* **WORK INSTRUCTIONS**
All the entries that follow must be written out again exactly.

Data extracted from a collection:
↓

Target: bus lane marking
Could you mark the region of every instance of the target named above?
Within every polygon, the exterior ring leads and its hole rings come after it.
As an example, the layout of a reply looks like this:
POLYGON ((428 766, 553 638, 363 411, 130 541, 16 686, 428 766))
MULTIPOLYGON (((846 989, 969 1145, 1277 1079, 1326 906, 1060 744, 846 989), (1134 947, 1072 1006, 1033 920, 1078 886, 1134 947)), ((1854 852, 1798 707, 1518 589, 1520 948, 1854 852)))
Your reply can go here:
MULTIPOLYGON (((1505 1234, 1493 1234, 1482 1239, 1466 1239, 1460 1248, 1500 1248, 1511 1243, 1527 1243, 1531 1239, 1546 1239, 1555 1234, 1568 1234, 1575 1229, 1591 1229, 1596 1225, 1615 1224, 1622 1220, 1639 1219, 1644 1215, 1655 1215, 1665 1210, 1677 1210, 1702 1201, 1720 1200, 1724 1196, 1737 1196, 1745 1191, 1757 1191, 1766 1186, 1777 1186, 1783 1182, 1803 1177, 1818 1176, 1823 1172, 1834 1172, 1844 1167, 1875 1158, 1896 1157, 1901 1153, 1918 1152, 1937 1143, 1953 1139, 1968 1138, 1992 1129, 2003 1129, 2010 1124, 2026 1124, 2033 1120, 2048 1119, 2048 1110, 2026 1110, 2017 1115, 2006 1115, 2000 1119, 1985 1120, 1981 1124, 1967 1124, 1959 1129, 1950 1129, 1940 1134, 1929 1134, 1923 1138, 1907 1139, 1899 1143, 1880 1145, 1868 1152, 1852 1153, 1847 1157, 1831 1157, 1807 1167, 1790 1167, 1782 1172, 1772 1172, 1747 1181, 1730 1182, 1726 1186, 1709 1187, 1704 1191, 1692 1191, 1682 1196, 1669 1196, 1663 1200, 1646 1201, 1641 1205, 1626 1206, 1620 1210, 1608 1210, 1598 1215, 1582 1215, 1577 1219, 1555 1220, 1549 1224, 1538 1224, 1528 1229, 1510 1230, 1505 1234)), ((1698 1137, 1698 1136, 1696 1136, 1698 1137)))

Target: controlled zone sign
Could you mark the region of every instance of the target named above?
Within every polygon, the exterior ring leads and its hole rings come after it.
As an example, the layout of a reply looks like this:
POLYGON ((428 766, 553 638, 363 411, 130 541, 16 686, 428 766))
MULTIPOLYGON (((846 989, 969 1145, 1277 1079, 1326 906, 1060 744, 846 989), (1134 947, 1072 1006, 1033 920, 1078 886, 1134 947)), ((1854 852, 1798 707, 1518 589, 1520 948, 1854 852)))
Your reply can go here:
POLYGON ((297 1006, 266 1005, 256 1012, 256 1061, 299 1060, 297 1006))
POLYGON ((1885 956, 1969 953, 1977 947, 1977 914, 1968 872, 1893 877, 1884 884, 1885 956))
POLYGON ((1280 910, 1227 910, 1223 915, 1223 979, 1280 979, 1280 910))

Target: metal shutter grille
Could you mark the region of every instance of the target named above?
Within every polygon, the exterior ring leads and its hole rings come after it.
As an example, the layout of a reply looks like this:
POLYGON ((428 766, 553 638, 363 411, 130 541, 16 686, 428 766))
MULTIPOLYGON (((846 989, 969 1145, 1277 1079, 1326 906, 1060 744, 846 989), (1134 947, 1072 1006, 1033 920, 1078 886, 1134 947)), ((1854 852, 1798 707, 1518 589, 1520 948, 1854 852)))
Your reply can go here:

↑

* **EXERCISE RESULT**
Target: bus lane marking
Could you mark the region of every instance of the target named above?
Within every polygon, the exterior ring leads and its hole rings come after it.
As an example, the layout of a reply looks like this:
POLYGON ((428 766, 553 638, 363 411, 130 541, 16 686, 428 766))
MULTIPOLYGON (((846 989, 969 1145, 1277 1079, 1326 906, 1060 744, 846 989), (1134 947, 1072 1006, 1033 920, 1078 886, 1134 947)), ((1854 852, 1798 707, 1518 589, 1520 948, 1854 852)))
Your reply can go here:
MULTIPOLYGON (((1505 1234, 1493 1234, 1482 1239, 1466 1239, 1460 1248, 1500 1248, 1511 1243, 1527 1243, 1531 1239, 1546 1239, 1555 1234, 1568 1234, 1575 1229, 1591 1229, 1596 1225, 1615 1224, 1622 1220, 1639 1219, 1644 1215, 1655 1215, 1665 1210, 1677 1210, 1702 1201, 1720 1200, 1724 1196, 1737 1196, 1745 1191, 1757 1191, 1766 1186, 1777 1186, 1783 1182, 1803 1177, 1818 1176, 1823 1172, 1834 1172, 1844 1167, 1875 1158, 1896 1157, 1901 1153, 1918 1152, 1937 1143, 1953 1139, 1968 1138, 1992 1129, 2003 1129, 2010 1124, 2026 1124, 2033 1120, 2048 1119, 2048 1110, 2026 1110, 2017 1115, 2006 1115, 2000 1119, 1985 1120, 1981 1124, 1967 1124, 1959 1129, 1950 1129, 1940 1134, 1929 1134, 1923 1138, 1907 1139, 1899 1143, 1880 1145, 1868 1152, 1852 1153, 1847 1157, 1831 1157, 1807 1167, 1790 1167, 1782 1172, 1772 1172, 1747 1181, 1730 1182, 1726 1186, 1709 1187, 1704 1191, 1692 1191, 1682 1196, 1669 1196, 1663 1200, 1646 1201, 1641 1205, 1626 1206, 1620 1210, 1608 1210, 1598 1215, 1582 1215, 1577 1219, 1555 1220, 1549 1224, 1538 1224, 1528 1229, 1510 1230, 1505 1234)), ((1698 1137, 1698 1136, 1696 1136, 1698 1137)))

Target: controlled zone sign
Could you mark the region of every instance of the target named above?
Within every polygon, the exterior ring leads and its hole rings come after it.
As an example, the layout of a reply looks like this:
POLYGON ((428 766, 553 638, 363 411, 130 541, 16 686, 428 766))
MULTIPOLYGON (((846 989, 969 1145, 1277 1079, 1326 906, 1060 744, 846 989), (1134 947, 1072 1006, 1033 920, 1078 886, 1134 947)), ((1854 852, 1798 707, 1518 589, 1520 948, 1854 852)))
Your reply can go here:
POLYGON ((297 1006, 266 1005, 256 1012, 256 1061, 299 1060, 297 1006))
POLYGON ((1885 956, 1969 953, 1977 947, 1977 914, 1968 872, 1893 877, 1884 884, 1885 956))
POLYGON ((1280 910, 1227 910, 1223 915, 1223 979, 1280 979, 1280 910))

Target: metal shutter grille
Could you mark the region of every instance of the target named above?
Within every polygon, the exterior ring leads and its hole rings come after it.
As an example, the layout of a reply looks like this:
POLYGON ((428 766, 553 638, 363 411, 130 541, 16 686, 428 766))
MULTIPOLYGON (((846 989, 969 1145, 1277 1079, 1326 906, 1060 744, 846 989), (1134 947, 1072 1006, 1033 920, 1078 886, 1134 947)), ((1854 852, 1798 707, 1518 589, 1520 948, 1854 852)))
Your reply can go here:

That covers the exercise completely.